» TASK TO CARRY OUT
Copy the lines of the listing starting at the line that contains "In this exercise you will annotate the little" and ending at the end of the listing. Substitute "young girl" for each "little girl" and leave everything else unchanged.

Pointing dataset records:
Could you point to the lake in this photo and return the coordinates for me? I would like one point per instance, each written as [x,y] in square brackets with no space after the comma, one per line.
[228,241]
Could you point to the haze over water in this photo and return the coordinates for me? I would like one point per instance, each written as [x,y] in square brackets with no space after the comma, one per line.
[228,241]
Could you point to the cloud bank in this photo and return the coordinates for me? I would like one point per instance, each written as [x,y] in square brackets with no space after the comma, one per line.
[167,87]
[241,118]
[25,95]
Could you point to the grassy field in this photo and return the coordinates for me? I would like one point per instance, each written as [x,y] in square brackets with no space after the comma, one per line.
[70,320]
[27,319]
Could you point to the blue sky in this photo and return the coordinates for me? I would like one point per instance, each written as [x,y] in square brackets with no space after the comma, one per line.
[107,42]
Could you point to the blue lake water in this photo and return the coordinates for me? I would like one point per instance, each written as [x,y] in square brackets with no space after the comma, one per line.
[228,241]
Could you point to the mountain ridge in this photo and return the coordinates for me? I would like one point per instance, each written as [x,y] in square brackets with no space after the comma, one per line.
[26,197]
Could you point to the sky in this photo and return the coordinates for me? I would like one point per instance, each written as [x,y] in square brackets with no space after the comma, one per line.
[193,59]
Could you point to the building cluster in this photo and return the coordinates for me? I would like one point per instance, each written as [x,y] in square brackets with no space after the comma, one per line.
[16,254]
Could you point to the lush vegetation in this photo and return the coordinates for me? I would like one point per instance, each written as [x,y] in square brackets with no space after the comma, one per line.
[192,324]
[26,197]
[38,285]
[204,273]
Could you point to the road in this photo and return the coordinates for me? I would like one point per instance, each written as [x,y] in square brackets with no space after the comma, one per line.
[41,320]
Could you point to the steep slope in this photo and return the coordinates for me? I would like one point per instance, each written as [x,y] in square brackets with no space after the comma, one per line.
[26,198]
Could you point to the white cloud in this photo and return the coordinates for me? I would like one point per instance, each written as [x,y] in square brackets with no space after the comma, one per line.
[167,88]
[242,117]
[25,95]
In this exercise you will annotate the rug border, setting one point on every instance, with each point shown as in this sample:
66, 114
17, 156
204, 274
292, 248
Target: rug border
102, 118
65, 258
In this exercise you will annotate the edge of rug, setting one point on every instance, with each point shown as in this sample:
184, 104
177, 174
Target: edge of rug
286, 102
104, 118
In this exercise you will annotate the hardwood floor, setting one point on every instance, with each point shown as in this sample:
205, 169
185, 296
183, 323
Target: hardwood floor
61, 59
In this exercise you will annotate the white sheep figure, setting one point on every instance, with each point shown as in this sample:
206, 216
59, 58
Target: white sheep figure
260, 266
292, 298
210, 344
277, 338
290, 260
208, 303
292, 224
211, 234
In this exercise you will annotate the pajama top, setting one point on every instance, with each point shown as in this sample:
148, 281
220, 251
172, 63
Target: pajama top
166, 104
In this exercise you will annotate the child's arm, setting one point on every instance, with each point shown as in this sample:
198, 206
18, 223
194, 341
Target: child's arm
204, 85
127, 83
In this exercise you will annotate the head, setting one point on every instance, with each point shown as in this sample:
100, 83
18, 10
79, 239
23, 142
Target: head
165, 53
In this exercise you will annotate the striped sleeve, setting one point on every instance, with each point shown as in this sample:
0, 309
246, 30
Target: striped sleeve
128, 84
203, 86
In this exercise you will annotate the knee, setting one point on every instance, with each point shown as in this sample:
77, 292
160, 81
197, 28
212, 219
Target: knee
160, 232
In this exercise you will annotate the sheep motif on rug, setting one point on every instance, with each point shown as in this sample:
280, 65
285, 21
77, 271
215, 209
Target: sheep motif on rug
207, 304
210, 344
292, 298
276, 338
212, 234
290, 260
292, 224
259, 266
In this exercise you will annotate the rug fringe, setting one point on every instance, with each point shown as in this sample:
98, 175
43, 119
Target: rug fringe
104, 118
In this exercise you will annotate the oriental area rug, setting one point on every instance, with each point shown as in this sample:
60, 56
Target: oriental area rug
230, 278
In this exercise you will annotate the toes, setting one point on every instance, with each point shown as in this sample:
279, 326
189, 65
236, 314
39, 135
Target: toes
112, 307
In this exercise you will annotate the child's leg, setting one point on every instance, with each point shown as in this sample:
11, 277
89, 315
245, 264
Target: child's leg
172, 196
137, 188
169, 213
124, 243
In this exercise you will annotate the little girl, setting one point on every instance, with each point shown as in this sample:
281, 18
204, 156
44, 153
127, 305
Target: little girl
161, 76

» TASK RESULT
In this exercise you will annotate the young girl, setting one point on every instance, with each point shown as in this sample:
281, 18
204, 156
44, 153
127, 305
Target: young girl
161, 76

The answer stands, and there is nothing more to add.